_PROBLEM DESCRIPTION:_
When you transcribe the entries below, keep the wording exact and omit the pictures.

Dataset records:
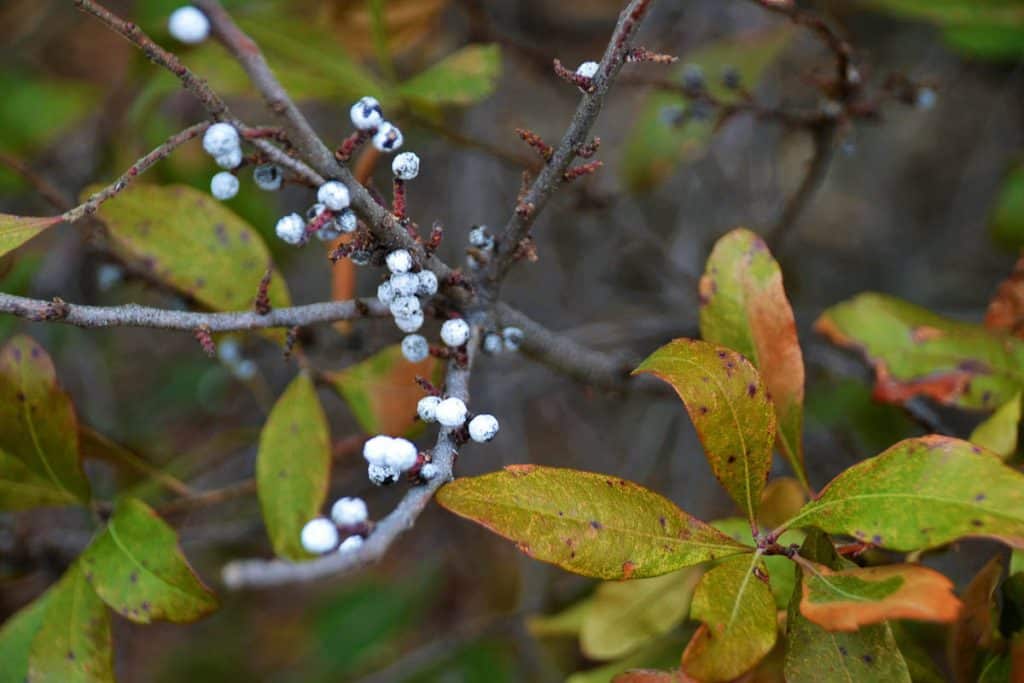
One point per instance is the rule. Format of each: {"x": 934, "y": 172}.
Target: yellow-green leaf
{"x": 730, "y": 409}
{"x": 73, "y": 644}
{"x": 466, "y": 76}
{"x": 293, "y": 466}
{"x": 15, "y": 230}
{"x": 743, "y": 306}
{"x": 998, "y": 431}
{"x": 920, "y": 494}
{"x": 592, "y": 524}
{"x": 37, "y": 422}
{"x": 735, "y": 604}
{"x": 137, "y": 568}
{"x": 915, "y": 352}
{"x": 625, "y": 615}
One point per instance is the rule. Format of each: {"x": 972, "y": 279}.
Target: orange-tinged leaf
{"x": 730, "y": 409}
{"x": 382, "y": 391}
{"x": 592, "y": 524}
{"x": 743, "y": 306}
{"x": 849, "y": 599}
{"x": 737, "y": 609}
{"x": 15, "y": 230}
{"x": 922, "y": 493}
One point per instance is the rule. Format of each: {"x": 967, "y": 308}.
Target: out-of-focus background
{"x": 907, "y": 206}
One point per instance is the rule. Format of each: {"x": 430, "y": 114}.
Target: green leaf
{"x": 73, "y": 644}
{"x": 730, "y": 409}
{"x": 37, "y": 422}
{"x": 382, "y": 391}
{"x": 192, "y": 242}
{"x": 998, "y": 432}
{"x": 625, "y": 615}
{"x": 815, "y": 655}
{"x": 467, "y": 76}
{"x": 136, "y": 566}
{"x": 916, "y": 352}
{"x": 743, "y": 306}
{"x": 922, "y": 493}
{"x": 592, "y": 524}
{"x": 654, "y": 146}
{"x": 15, "y": 230}
{"x": 736, "y": 606}
{"x": 293, "y": 466}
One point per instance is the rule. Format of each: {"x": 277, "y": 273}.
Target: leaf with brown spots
{"x": 38, "y": 431}
{"x": 592, "y": 524}
{"x": 382, "y": 391}
{"x": 918, "y": 353}
{"x": 727, "y": 402}
{"x": 922, "y": 493}
{"x": 293, "y": 466}
{"x": 737, "y": 609}
{"x": 73, "y": 643}
{"x": 137, "y": 568}
{"x": 743, "y": 306}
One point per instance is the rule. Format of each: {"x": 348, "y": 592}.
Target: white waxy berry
{"x": 188, "y": 25}
{"x": 451, "y": 413}
{"x": 223, "y": 185}
{"x": 427, "y": 409}
{"x": 230, "y": 160}
{"x": 455, "y": 333}
{"x": 349, "y": 511}
{"x": 427, "y": 285}
{"x": 402, "y": 455}
{"x": 220, "y": 138}
{"x": 415, "y": 348}
{"x": 406, "y": 166}
{"x": 482, "y": 428}
{"x": 350, "y": 545}
{"x": 320, "y": 536}
{"x": 513, "y": 338}
{"x": 268, "y": 177}
{"x": 387, "y": 137}
{"x": 367, "y": 114}
{"x": 333, "y": 195}
{"x": 399, "y": 261}
{"x": 291, "y": 228}
{"x": 410, "y": 324}
{"x": 588, "y": 69}
{"x": 382, "y": 474}
{"x": 347, "y": 220}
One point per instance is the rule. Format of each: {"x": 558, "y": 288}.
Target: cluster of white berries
{"x": 349, "y": 515}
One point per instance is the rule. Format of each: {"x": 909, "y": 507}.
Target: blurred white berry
{"x": 399, "y": 261}
{"x": 188, "y": 25}
{"x": 427, "y": 285}
{"x": 406, "y": 166}
{"x": 220, "y": 138}
{"x": 451, "y": 413}
{"x": 268, "y": 177}
{"x": 588, "y": 69}
{"x": 427, "y": 409}
{"x": 291, "y": 228}
{"x": 415, "y": 348}
{"x": 387, "y": 137}
{"x": 350, "y": 545}
{"x": 367, "y": 114}
{"x": 349, "y": 511}
{"x": 333, "y": 195}
{"x": 455, "y": 333}
{"x": 382, "y": 474}
{"x": 320, "y": 536}
{"x": 482, "y": 428}
{"x": 223, "y": 185}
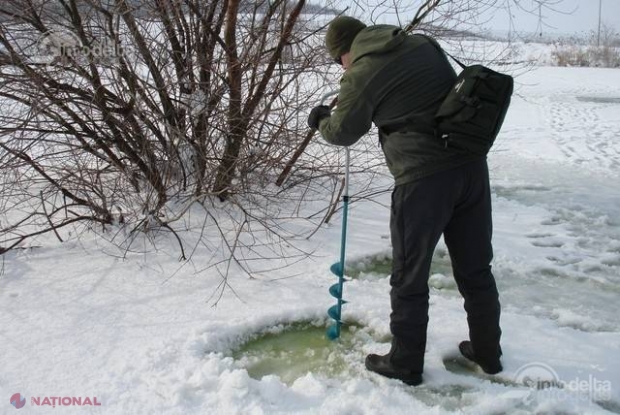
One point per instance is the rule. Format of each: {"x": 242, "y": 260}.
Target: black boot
{"x": 490, "y": 365}
{"x": 383, "y": 366}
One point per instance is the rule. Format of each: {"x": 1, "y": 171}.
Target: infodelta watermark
{"x": 63, "y": 47}
{"x": 19, "y": 401}
{"x": 544, "y": 379}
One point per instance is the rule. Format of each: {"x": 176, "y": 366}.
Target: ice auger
{"x": 335, "y": 311}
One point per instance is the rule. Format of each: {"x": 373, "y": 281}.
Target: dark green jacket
{"x": 396, "y": 81}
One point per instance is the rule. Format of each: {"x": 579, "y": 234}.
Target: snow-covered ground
{"x": 142, "y": 334}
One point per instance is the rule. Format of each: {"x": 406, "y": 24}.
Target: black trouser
{"x": 456, "y": 203}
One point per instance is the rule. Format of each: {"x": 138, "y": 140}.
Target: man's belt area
{"x": 409, "y": 128}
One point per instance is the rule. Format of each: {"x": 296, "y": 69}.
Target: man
{"x": 397, "y": 81}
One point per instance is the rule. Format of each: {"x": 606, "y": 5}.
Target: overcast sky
{"x": 569, "y": 17}
{"x": 579, "y": 16}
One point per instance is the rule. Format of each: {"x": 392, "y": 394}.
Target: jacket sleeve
{"x": 352, "y": 117}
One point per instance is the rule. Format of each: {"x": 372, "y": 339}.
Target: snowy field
{"x": 142, "y": 336}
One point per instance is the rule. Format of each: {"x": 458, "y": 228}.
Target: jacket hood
{"x": 376, "y": 39}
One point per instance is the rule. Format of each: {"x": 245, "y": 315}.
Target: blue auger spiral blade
{"x": 334, "y": 312}
{"x": 336, "y": 269}
{"x": 336, "y": 290}
{"x": 333, "y": 332}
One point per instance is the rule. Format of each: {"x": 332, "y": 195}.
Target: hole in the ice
{"x": 292, "y": 351}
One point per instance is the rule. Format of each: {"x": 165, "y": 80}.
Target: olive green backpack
{"x": 473, "y": 112}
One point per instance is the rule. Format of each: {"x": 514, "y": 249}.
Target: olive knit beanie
{"x": 340, "y": 34}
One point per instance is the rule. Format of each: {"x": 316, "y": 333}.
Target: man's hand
{"x": 317, "y": 114}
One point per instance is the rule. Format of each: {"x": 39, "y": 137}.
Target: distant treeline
{"x": 140, "y": 8}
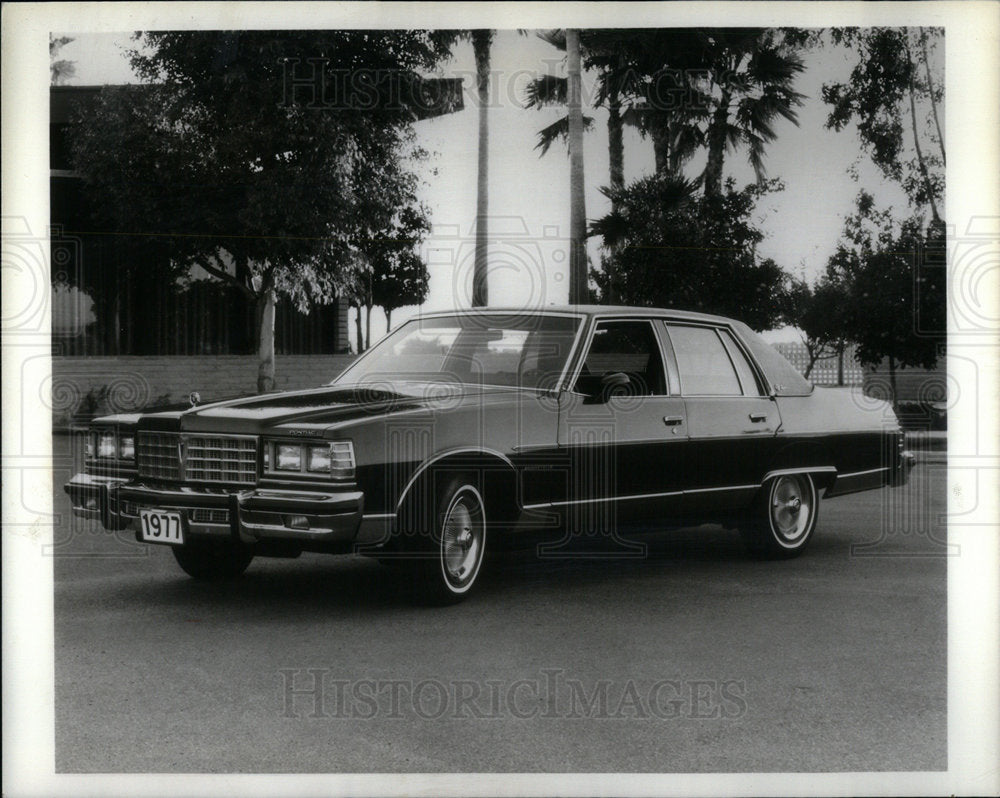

_RESULT:_
One point per instance is the rule. Format of each: {"x": 934, "y": 172}.
Target: yellow-green leaf
{"x": 730, "y": 409}
{"x": 73, "y": 644}
{"x": 466, "y": 76}
{"x": 293, "y": 466}
{"x": 15, "y": 230}
{"x": 743, "y": 306}
{"x": 998, "y": 431}
{"x": 920, "y": 494}
{"x": 592, "y": 524}
{"x": 37, "y": 422}
{"x": 735, "y": 604}
{"x": 137, "y": 568}
{"x": 915, "y": 352}
{"x": 625, "y": 615}
One point per instance is the rule. Format of each: {"x": 972, "y": 279}.
Target: orange-tinged leaf
{"x": 730, "y": 409}
{"x": 382, "y": 391}
{"x": 592, "y": 524}
{"x": 743, "y": 306}
{"x": 849, "y": 599}
{"x": 737, "y": 609}
{"x": 15, "y": 230}
{"x": 922, "y": 493}
One point per instance is the rule. Format of each: {"x": 967, "y": 308}.
Target: out-of-focus background
{"x": 907, "y": 206}
One point per instance is the rule. Format of each: {"x": 430, "y": 114}.
Target: green leaf
{"x": 73, "y": 644}
{"x": 730, "y": 409}
{"x": 37, "y": 422}
{"x": 382, "y": 391}
{"x": 192, "y": 242}
{"x": 998, "y": 432}
{"x": 625, "y": 615}
{"x": 815, "y": 655}
{"x": 467, "y": 76}
{"x": 136, "y": 566}
{"x": 916, "y": 352}
{"x": 743, "y": 306}
{"x": 922, "y": 493}
{"x": 592, "y": 524}
{"x": 654, "y": 146}
{"x": 15, "y": 230}
{"x": 736, "y": 606}
{"x": 293, "y": 466}
One point per instance is the rule. Format of each: {"x": 277, "y": 273}.
Target: leaf with brown spots
{"x": 38, "y": 431}
{"x": 592, "y": 524}
{"x": 382, "y": 391}
{"x": 918, "y": 353}
{"x": 727, "y": 402}
{"x": 922, "y": 493}
{"x": 293, "y": 466}
{"x": 737, "y": 609}
{"x": 73, "y": 643}
{"x": 137, "y": 568}
{"x": 743, "y": 306}
One point per instance is the rule. Format of each: {"x": 348, "y": 592}.
Target: white waxy berry
{"x": 188, "y": 25}
{"x": 451, "y": 413}
{"x": 223, "y": 185}
{"x": 427, "y": 409}
{"x": 230, "y": 160}
{"x": 455, "y": 333}
{"x": 349, "y": 511}
{"x": 427, "y": 285}
{"x": 402, "y": 455}
{"x": 220, "y": 138}
{"x": 415, "y": 348}
{"x": 406, "y": 166}
{"x": 482, "y": 428}
{"x": 350, "y": 545}
{"x": 320, "y": 536}
{"x": 513, "y": 338}
{"x": 268, "y": 177}
{"x": 387, "y": 137}
{"x": 367, "y": 114}
{"x": 333, "y": 195}
{"x": 399, "y": 261}
{"x": 291, "y": 228}
{"x": 410, "y": 324}
{"x": 588, "y": 69}
{"x": 382, "y": 474}
{"x": 347, "y": 220}
One point per instance is the rule. Format of each: {"x": 558, "y": 288}.
Target: cluster of white berries
{"x": 349, "y": 515}
One point per instance is the rule. Format of each: {"x": 909, "y": 507}.
Target: blurred white berry
{"x": 399, "y": 261}
{"x": 188, "y": 25}
{"x": 427, "y": 285}
{"x": 406, "y": 166}
{"x": 220, "y": 138}
{"x": 451, "y": 413}
{"x": 268, "y": 177}
{"x": 588, "y": 69}
{"x": 427, "y": 409}
{"x": 291, "y": 228}
{"x": 415, "y": 348}
{"x": 387, "y": 137}
{"x": 350, "y": 545}
{"x": 367, "y": 114}
{"x": 349, "y": 511}
{"x": 333, "y": 195}
{"x": 455, "y": 333}
{"x": 382, "y": 474}
{"x": 320, "y": 536}
{"x": 482, "y": 428}
{"x": 223, "y": 185}
One point per instance is the rule. Format of each: {"x": 242, "y": 260}.
Target: black boot
{"x": 490, "y": 365}
{"x": 383, "y": 366}
One point per instance is the rule. Format of each: {"x": 1, "y": 171}.
Target: infodelta watermark
{"x": 63, "y": 47}
{"x": 19, "y": 401}
{"x": 544, "y": 379}
One point per instance is the rule. Format of each: {"x": 176, "y": 366}.
Target: ice auger
{"x": 335, "y": 311}
One point per instance is the rule. Format of each: {"x": 373, "y": 281}.
Target: dark green jacket
{"x": 396, "y": 81}
One point per instance is the rule. Format of each: {"x": 579, "y": 234}.
Target: snow-covered ground
{"x": 142, "y": 334}
One point per instance is the rule. Format of each: {"x": 406, "y": 24}.
Target: black trouser
{"x": 456, "y": 203}
One point per instance is the rule. Format of each: {"x": 138, "y": 140}.
Target: man's belt area
{"x": 409, "y": 128}
One point per instance is the rule. Format of each: {"x": 296, "y": 69}.
Target: man
{"x": 397, "y": 81}
One point per instance is the rule. Format of each: {"x": 606, "y": 5}.
Target: overcast sky
{"x": 569, "y": 17}
{"x": 579, "y": 16}
One point per instance is the rule. Format of each: {"x": 392, "y": 394}.
Target: jacket sleeve
{"x": 352, "y": 117}
One point per instance is the rule. Format of each: {"x": 372, "y": 339}.
Target: snowy field
{"x": 142, "y": 336}
One point per instance is the rule. Format of each: {"x": 458, "y": 228}.
Target: jacket hood
{"x": 376, "y": 39}
One point per instance is the rule. Format of each: {"x": 245, "y": 315}.
Target: blue auger spiral blade
{"x": 334, "y": 312}
{"x": 336, "y": 269}
{"x": 336, "y": 290}
{"x": 333, "y": 332}
One point per instance is the rule. Format of each: {"x": 332, "y": 195}.
Target: hole in the ice
{"x": 292, "y": 351}
One point per instance is the rule. Format of each: {"x": 165, "y": 80}.
Target: olive green backpack
{"x": 473, "y": 112}
One point per instance is the rule. Format of each: {"x": 514, "y": 249}.
Target: olive knit beanie
{"x": 340, "y": 34}
One point per instance is the rule. Format of each: {"x": 316, "y": 333}.
Target: man's hand
{"x": 317, "y": 114}
One point per instance is the rule. Format of each: {"x": 39, "y": 137}.
Target: distant treeline
{"x": 140, "y": 8}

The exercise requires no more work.